__Exercise details__.
Transcribe the mailing list message about a difficult client word for word, in full.

__Document extract__.
RE. Client from Hell redux?

Subject: RE. Client from Hell redux?
From: "Hart, Geoff" <Geoff-H -at- MTL -dot- FERIC -dot- CA>
To: "Techwr-L (E-mail)" <TECHWR-L -at- lists -dot- raycomm -dot- com>
Date: Tue, 6 Jun 2000 11:53:25 -0400

Ron Sering has <<... agreed to perform a contract for a client who has begun
ignoring contract agreements almost from the git-go. This isn't due to
unscrupulousness, but to poor (nonexistent) processes in place in their

Coincidentally, Lori Lathrop just published a nice article that should help
you decide: Lathrop, L.M. 2000. Knowing when to bail out. Intercom (June

<<The upshot of this is that their failure to provide me things like
software for research and an approved outline jeopardizes the success of the
project. In addition, decisions made on one day are ignored or countermanded
a day or two later, forcing me to lose time in changing direction.>>

In your shoes, I suspect that I'd bail out so fast their collective head
would spin. (But then again, I have another source of income and you may
not. Act accordingly.)

__Entries in a dataset__.

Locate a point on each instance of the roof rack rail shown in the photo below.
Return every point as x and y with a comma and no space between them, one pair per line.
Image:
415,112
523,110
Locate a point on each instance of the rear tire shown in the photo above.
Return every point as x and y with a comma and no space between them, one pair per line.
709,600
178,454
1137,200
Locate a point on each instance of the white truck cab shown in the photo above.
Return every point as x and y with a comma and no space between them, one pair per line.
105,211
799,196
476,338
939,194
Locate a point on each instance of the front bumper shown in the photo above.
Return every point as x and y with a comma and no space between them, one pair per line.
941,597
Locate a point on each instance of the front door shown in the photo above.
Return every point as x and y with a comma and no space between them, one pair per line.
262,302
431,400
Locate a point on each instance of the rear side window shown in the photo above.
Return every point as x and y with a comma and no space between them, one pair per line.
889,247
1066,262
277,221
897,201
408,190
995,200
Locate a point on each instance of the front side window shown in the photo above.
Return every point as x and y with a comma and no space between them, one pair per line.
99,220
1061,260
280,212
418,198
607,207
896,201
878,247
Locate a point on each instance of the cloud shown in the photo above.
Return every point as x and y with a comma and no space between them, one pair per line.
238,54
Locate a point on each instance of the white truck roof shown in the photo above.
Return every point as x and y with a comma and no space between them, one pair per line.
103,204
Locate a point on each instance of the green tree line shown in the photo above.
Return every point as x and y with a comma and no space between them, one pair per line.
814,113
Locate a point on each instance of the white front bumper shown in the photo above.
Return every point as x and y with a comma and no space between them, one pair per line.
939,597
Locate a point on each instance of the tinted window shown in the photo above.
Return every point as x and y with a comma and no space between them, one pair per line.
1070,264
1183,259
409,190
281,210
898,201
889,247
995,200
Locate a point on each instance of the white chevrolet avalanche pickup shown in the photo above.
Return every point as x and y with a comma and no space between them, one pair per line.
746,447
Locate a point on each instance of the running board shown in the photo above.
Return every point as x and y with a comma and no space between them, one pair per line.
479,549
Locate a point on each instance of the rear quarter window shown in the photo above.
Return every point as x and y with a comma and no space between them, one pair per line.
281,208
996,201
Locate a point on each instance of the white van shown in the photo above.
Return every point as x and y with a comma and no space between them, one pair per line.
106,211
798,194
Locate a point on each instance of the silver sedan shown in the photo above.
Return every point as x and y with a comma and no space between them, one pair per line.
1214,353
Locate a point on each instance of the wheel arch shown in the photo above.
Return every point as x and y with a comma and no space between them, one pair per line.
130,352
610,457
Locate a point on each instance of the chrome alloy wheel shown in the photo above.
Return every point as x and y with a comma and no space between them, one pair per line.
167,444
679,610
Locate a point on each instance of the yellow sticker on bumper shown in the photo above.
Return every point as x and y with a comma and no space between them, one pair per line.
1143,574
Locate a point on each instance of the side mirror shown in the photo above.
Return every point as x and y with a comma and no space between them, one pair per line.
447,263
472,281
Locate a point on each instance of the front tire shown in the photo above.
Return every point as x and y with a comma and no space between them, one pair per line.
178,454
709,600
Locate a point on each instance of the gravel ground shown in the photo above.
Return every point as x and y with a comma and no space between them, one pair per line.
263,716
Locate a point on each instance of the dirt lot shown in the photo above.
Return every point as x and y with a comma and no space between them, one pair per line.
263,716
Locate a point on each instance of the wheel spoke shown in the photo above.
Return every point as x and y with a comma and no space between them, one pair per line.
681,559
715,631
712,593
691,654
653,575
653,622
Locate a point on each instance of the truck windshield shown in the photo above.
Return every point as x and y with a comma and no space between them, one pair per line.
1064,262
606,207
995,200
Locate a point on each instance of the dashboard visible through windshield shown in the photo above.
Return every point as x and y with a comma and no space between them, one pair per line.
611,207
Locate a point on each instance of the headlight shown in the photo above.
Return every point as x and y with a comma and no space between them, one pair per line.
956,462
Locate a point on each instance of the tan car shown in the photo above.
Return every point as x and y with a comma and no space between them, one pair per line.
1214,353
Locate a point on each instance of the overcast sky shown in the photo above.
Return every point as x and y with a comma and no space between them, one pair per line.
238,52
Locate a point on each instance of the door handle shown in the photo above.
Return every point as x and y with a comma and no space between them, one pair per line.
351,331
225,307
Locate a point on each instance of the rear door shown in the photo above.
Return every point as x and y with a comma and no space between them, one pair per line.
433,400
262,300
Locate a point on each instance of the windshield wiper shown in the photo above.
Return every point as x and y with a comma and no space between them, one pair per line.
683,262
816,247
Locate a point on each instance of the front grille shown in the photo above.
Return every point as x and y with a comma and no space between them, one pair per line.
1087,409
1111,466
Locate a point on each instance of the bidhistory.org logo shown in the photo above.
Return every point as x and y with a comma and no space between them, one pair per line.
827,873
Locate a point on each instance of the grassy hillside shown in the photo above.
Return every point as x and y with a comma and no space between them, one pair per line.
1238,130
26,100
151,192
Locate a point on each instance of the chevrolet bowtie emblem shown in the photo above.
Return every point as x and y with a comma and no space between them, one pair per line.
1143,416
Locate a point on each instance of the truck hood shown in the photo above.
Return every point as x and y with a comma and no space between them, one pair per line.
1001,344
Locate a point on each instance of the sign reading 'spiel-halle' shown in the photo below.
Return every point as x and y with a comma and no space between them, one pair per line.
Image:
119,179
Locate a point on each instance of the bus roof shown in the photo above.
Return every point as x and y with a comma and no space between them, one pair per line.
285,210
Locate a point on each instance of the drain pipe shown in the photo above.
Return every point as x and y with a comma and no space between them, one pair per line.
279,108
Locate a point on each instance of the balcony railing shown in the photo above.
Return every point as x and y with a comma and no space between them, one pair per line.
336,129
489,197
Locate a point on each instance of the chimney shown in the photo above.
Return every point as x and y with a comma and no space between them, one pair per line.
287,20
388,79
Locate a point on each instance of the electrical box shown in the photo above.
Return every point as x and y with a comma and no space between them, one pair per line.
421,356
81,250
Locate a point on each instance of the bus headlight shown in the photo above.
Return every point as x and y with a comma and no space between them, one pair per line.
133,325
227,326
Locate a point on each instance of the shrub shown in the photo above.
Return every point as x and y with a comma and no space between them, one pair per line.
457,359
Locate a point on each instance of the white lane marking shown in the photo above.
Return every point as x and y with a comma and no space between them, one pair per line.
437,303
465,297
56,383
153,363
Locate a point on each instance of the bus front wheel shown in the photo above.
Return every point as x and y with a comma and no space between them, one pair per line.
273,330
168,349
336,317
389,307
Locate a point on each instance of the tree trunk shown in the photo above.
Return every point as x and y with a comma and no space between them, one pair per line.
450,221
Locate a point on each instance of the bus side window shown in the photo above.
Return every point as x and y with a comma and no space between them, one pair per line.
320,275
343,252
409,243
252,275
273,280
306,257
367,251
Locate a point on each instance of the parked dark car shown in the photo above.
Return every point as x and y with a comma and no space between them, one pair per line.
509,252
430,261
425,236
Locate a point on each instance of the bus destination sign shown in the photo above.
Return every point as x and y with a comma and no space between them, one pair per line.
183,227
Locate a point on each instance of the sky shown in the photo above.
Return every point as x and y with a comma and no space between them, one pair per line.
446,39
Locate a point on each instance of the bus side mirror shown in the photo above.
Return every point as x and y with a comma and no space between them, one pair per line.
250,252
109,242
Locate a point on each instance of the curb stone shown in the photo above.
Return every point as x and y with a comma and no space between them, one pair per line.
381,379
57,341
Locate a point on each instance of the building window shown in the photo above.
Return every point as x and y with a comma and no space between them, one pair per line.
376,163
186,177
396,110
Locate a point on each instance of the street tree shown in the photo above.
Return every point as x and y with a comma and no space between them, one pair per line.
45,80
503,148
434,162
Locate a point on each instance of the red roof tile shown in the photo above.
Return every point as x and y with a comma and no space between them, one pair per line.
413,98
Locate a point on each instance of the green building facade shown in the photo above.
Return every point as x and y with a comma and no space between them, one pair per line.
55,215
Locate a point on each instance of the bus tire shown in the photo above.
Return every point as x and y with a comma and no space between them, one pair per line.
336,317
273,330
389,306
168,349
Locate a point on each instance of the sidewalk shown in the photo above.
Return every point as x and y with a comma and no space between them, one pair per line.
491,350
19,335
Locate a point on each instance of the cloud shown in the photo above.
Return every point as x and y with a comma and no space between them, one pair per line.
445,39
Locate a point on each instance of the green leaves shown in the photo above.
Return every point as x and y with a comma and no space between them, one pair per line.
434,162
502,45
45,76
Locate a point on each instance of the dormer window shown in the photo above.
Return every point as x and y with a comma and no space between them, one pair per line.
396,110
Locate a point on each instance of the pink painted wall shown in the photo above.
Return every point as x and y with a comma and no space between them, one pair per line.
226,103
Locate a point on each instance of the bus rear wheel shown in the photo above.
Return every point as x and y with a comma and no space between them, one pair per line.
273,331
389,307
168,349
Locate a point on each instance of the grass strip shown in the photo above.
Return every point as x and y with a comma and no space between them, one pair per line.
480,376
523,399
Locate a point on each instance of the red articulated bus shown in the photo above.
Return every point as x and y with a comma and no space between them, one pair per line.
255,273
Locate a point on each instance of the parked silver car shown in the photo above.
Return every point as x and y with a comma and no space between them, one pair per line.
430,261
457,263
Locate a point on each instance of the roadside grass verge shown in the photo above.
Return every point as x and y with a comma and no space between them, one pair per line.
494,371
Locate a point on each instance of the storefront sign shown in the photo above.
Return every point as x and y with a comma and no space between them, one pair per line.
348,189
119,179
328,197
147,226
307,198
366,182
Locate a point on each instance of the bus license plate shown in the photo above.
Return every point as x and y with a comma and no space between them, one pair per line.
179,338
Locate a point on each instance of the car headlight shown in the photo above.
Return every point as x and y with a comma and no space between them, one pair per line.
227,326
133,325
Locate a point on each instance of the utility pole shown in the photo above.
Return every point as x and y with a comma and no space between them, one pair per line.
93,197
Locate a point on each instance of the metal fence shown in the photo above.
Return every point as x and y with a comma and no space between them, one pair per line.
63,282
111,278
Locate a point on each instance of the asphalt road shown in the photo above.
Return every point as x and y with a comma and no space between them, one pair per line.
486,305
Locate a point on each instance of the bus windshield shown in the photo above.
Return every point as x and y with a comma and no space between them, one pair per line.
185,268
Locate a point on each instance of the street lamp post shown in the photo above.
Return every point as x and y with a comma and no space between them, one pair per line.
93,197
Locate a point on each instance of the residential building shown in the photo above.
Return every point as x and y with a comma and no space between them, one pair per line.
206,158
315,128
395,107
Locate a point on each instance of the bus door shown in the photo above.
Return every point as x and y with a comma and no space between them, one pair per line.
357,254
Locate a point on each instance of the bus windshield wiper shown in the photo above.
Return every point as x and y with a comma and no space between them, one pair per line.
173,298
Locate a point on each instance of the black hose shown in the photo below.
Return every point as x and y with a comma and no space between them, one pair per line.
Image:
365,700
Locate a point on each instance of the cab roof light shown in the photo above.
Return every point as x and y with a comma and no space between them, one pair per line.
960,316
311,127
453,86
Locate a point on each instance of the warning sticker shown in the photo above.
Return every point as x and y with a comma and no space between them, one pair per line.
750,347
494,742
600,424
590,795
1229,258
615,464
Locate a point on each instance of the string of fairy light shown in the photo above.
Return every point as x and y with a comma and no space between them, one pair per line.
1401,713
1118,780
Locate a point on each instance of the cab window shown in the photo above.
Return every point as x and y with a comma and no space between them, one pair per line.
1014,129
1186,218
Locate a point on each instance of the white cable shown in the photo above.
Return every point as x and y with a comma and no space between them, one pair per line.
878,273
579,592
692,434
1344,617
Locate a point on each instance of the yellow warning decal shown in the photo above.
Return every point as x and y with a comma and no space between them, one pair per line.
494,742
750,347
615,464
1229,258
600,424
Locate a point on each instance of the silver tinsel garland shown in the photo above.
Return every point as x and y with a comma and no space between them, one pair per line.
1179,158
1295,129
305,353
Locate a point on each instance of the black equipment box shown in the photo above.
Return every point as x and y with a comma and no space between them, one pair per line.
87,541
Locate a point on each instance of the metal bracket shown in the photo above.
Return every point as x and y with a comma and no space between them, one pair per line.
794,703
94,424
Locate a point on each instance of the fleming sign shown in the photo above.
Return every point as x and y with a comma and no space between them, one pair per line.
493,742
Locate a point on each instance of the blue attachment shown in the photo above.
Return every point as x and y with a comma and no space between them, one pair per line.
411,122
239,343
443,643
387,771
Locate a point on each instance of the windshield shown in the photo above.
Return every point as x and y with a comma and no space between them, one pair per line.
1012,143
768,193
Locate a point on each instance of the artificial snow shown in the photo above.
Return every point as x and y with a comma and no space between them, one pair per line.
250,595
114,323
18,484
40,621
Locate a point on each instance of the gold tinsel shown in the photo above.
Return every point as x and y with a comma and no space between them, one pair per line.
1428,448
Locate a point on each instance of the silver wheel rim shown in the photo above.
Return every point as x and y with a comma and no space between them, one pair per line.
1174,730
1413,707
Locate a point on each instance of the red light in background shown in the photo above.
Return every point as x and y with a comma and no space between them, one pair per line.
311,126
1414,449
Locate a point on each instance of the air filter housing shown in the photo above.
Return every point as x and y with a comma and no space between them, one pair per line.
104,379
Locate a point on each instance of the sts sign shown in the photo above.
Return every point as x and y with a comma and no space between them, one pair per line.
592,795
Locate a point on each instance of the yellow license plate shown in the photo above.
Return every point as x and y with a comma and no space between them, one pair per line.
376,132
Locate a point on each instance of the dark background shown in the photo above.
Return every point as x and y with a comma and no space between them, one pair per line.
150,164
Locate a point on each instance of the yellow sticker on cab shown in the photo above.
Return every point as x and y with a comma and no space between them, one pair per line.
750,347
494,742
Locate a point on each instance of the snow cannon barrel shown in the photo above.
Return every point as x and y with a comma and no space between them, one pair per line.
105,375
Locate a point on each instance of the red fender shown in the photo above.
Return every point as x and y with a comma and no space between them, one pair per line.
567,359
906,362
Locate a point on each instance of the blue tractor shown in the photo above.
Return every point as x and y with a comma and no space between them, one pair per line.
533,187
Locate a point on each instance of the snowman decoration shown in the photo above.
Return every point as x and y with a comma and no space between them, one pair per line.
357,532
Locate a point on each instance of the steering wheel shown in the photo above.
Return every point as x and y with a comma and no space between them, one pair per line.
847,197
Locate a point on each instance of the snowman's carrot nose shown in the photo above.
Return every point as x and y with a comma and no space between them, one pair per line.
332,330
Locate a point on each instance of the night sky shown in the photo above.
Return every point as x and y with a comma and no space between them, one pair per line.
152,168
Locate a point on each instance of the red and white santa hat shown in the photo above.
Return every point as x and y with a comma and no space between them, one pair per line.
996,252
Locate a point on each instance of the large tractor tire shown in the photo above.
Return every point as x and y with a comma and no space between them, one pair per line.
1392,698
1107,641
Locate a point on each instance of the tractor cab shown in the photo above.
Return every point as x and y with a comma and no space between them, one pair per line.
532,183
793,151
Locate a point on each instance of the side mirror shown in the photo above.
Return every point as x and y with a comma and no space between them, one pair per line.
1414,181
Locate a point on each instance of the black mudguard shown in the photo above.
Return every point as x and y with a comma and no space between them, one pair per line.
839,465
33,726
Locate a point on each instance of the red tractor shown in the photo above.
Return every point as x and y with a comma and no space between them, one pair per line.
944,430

__Answer below__.
RE. Client from Hell redux?

Subject: RE. Client from Hell redux?
From: "Hart, Geoff" <Geoff-H -at- MTL -dot- FERIC -dot- CA>
To: "Techwr-L (E-mail)" <TECHWR-L -at- lists -dot- raycomm -dot- com>
Date: Tue, 6 Jun 2000 11:53:25 -0400

Ron Sering has <<... agreed to perform a contract for a client who has begun
ignoring contract agreements almost from the git-go. This isn't due to
unscrupulousness, but to poor (nonexistent) processes in place in their

Coincidentally, Lori Lathrop just published a nice article that should help
you decide: Lathrop, L.M. 2000. Knowing when to bail out. Intercom (June

<<The upshot of this is that their failure to provide me things like
software for research and an approved outline jeopardizes the success of the
project. In addition, decisions made on one day are ignored or countermanded
a day or two later, forcing me to lose time in changing direction.>>

In your shoes, I suspect that I'd bail out so fast their collective head
would spin. (But then again, I have another source of income and you may
not. Act accordingly.)